AVAILABLE DATA —
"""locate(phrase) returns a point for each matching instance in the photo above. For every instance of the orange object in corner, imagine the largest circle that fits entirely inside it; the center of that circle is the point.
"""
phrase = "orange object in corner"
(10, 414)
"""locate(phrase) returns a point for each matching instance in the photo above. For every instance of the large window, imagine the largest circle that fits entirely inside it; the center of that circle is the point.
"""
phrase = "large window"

SET PROBLEM — Reproduce every line of the material above verbatim, character for character.

SOLUTION TO THIS TASK —
"""locate(phrase) returns a point for each matching instance in the photo above. For every instance of the orange object in corner, imagine the largest circle that fits entirely inside it; the center of that circle is the point.
"""
phrase = "orange object in corner"
(10, 414)
"""locate(phrase) returns a point for each matching instance in the photo above. For every instance of the large window, imagine the largest circle that fits entirely inside it; the center of that circle is the point.
"""
phrase = "large window"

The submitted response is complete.